Stated problem.
Rewrite the lines from the one containing "the candle, it would be much appreciated." through the one containing "333), (236, 336)]" as a JSON list of strings, one string per line, leaving out blank lines.

Contour labeling items
--------------------------------
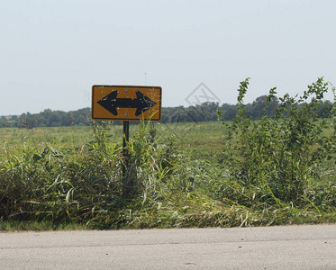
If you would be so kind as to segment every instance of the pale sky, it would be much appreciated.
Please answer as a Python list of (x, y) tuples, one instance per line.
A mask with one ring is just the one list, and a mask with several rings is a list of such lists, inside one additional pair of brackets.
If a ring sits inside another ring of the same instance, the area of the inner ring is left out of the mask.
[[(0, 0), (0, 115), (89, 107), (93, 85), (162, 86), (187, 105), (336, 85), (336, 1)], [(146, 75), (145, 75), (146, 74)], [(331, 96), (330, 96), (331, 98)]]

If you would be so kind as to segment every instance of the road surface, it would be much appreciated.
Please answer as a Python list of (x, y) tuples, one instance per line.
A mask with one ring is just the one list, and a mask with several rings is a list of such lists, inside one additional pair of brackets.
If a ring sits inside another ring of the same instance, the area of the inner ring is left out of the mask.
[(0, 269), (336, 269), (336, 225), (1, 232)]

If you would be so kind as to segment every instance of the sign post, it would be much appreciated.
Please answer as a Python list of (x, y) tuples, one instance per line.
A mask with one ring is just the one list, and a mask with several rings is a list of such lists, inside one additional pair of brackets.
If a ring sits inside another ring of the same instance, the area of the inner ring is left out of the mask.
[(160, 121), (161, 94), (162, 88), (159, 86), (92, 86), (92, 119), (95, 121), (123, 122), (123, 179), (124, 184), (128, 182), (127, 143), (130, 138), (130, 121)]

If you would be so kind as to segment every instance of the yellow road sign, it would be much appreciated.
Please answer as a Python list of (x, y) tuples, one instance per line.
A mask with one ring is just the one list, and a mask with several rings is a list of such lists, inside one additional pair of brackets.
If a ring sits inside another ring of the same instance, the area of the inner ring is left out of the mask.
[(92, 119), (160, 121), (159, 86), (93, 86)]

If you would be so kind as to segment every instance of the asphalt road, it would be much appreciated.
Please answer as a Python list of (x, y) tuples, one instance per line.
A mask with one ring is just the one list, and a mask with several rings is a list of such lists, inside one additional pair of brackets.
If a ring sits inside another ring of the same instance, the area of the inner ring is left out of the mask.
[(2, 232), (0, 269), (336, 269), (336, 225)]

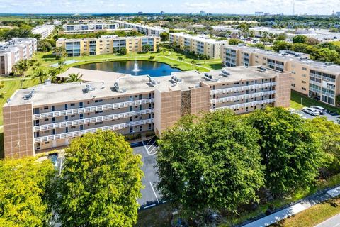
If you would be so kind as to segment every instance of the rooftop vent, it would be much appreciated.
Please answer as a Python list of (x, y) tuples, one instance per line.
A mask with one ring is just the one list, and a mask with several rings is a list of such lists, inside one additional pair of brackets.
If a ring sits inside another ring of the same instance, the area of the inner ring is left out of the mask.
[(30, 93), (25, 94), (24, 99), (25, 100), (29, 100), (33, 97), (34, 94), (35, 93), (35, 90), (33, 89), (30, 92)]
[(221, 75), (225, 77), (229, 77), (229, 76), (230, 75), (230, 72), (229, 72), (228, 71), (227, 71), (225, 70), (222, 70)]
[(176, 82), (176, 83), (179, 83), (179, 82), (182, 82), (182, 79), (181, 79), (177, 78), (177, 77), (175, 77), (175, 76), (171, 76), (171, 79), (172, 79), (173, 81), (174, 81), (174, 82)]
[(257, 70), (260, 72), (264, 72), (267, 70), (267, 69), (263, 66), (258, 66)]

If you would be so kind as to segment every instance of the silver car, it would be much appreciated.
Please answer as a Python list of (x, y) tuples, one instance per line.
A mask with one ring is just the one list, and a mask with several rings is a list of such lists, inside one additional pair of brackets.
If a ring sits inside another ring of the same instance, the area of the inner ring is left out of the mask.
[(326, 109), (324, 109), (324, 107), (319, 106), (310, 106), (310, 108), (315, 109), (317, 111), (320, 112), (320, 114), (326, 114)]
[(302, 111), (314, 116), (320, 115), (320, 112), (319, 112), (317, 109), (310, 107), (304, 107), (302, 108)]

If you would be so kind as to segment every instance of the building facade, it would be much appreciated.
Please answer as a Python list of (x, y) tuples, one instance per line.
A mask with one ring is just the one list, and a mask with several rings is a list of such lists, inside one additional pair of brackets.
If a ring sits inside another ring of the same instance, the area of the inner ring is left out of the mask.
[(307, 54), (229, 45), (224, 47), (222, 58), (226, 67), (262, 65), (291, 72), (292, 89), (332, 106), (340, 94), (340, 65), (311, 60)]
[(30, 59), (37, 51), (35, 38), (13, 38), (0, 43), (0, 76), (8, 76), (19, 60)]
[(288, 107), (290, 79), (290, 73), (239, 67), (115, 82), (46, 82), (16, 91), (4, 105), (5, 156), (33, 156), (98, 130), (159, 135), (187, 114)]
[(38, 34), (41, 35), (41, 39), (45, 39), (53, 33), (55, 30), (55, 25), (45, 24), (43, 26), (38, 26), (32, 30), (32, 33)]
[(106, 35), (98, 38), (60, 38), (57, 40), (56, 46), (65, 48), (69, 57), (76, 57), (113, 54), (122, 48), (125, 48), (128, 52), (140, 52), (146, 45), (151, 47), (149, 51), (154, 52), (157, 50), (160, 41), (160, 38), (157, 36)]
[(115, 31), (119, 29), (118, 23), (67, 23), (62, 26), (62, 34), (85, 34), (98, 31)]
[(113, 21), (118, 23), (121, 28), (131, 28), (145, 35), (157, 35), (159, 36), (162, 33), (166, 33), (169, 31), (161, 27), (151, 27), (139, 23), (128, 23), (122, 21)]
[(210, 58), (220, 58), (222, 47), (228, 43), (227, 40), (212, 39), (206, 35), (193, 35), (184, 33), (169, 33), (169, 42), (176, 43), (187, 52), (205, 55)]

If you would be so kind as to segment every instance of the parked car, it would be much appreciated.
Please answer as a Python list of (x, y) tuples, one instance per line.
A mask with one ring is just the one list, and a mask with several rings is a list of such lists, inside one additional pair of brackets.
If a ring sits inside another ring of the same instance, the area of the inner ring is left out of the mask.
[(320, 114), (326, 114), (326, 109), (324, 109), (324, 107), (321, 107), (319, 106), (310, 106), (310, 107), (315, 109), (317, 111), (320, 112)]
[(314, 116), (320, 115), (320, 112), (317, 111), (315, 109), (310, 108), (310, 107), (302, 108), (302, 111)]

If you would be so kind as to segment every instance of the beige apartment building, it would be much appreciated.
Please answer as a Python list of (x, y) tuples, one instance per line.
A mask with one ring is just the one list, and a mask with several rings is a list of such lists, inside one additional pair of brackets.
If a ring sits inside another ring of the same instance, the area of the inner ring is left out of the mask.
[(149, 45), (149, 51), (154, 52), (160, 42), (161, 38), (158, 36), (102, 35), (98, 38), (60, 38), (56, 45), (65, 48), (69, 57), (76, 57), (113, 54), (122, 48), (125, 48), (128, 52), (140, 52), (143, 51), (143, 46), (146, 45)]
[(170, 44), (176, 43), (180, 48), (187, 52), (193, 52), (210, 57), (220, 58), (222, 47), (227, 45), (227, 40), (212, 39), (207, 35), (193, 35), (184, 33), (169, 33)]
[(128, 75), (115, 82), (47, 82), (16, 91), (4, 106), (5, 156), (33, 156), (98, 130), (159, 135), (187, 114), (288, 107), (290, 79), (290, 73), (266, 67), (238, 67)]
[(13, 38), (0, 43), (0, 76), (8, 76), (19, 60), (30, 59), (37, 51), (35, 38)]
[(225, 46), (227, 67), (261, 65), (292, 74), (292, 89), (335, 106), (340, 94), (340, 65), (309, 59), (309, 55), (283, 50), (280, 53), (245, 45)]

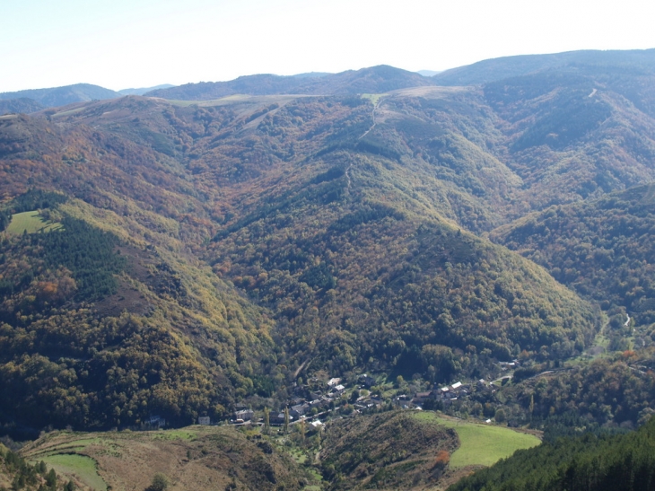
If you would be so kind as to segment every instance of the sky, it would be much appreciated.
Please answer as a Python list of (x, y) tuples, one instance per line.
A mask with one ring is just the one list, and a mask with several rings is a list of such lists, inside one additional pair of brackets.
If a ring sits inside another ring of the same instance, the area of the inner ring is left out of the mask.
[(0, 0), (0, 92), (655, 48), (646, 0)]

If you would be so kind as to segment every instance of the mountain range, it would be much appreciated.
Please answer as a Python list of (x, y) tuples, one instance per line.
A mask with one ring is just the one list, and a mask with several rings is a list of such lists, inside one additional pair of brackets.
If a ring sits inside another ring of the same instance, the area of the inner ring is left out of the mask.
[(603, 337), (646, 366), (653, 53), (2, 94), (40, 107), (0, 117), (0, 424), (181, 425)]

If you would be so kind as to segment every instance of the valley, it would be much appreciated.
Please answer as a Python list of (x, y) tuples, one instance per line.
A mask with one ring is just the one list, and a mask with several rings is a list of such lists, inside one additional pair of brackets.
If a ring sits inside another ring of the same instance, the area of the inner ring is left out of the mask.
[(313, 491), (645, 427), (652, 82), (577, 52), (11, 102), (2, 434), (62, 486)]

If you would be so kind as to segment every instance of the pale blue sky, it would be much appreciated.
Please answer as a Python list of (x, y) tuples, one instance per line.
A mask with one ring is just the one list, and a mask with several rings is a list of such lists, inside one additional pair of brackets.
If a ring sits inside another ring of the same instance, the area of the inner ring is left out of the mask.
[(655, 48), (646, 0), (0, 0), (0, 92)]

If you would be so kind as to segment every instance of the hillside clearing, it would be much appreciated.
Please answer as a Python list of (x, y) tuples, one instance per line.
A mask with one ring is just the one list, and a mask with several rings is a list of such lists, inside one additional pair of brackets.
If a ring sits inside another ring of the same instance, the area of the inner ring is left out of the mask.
--------------------------------
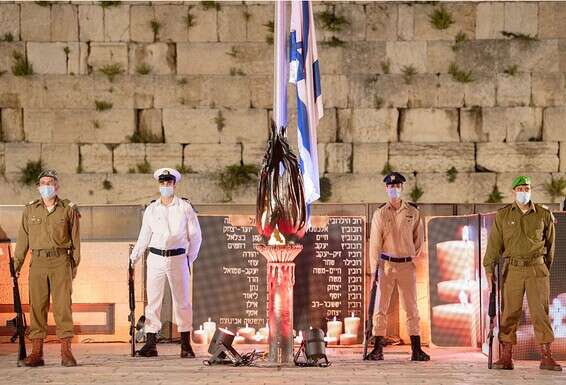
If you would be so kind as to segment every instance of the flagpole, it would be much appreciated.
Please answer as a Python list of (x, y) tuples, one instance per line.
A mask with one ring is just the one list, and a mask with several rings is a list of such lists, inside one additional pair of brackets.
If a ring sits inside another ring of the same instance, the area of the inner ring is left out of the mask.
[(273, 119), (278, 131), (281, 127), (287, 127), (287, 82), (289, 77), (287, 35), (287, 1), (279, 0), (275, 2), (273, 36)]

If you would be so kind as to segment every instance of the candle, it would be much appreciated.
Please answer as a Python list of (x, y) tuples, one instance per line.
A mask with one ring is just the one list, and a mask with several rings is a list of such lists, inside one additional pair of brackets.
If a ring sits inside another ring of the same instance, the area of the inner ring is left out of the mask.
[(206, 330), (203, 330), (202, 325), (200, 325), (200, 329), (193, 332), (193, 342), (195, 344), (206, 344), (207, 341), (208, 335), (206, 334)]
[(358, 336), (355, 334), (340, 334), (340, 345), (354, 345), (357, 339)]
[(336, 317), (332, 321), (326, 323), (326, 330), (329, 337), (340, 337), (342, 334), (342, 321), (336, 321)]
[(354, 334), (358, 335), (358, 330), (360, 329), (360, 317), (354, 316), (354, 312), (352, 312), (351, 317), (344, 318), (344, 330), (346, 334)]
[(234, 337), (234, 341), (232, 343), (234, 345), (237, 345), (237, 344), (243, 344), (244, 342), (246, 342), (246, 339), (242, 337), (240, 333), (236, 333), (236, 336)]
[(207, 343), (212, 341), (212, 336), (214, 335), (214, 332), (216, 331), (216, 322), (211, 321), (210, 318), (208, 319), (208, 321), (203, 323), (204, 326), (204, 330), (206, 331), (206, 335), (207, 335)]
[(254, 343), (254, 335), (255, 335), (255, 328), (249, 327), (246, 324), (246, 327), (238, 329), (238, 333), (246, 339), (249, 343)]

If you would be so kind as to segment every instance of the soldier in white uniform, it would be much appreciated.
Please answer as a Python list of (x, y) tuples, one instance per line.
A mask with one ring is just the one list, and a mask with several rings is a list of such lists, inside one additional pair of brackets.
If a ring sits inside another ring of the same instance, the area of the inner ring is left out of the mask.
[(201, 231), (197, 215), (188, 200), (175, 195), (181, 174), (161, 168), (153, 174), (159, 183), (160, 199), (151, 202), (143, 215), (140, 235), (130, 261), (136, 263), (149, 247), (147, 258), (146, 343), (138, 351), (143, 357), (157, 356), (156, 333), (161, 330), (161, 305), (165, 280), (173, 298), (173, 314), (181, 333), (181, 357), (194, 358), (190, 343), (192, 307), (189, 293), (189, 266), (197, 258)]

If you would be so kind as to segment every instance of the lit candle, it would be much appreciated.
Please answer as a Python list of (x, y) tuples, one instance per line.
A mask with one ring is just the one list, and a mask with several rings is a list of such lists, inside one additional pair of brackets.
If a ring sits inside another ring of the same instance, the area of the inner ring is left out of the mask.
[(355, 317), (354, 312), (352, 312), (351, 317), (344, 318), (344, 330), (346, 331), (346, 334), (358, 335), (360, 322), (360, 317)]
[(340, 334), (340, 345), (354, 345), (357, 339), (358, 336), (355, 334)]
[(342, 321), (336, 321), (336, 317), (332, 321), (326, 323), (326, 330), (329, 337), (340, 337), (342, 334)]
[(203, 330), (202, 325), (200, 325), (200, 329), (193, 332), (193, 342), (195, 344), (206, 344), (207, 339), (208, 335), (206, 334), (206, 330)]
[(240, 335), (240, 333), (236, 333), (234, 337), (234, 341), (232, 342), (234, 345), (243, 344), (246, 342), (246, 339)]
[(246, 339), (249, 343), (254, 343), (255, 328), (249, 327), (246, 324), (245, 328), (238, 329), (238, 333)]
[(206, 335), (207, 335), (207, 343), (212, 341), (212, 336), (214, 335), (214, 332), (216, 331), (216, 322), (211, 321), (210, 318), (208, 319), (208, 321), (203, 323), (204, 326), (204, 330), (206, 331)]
--------------------------------
The completed task.
[
  "If you would be so kind as to segment every instance of the candle, it would be much appreciated.",
  "Please answer as a Python list of (x, y) tuples, one instance per line.",
  "A mask with one ring is just the one list, and a mask with several rings is a list of such lists, inside one additional pair of brackets.",
  "If a ring sits inside another ring of the same instance, the area of the inner ring is left out of the mask.",
  "[(206, 330), (203, 330), (202, 325), (200, 325), (200, 329), (193, 332), (193, 342), (195, 344), (206, 344), (207, 341), (208, 335), (206, 334)]",
  "[(358, 336), (355, 334), (340, 334), (340, 345), (354, 345), (357, 339)]",
  "[(336, 317), (332, 321), (326, 323), (326, 330), (329, 337), (340, 337), (342, 334), (342, 321), (336, 321)]",
  "[(354, 334), (358, 335), (358, 330), (360, 329), (360, 317), (354, 316), (354, 312), (352, 312), (351, 317), (344, 318), (344, 330), (346, 334)]",
  "[(234, 337), (234, 341), (232, 343), (234, 345), (237, 345), (237, 344), (243, 344), (244, 342), (246, 342), (246, 339), (242, 337), (240, 333), (236, 333), (236, 336)]"
]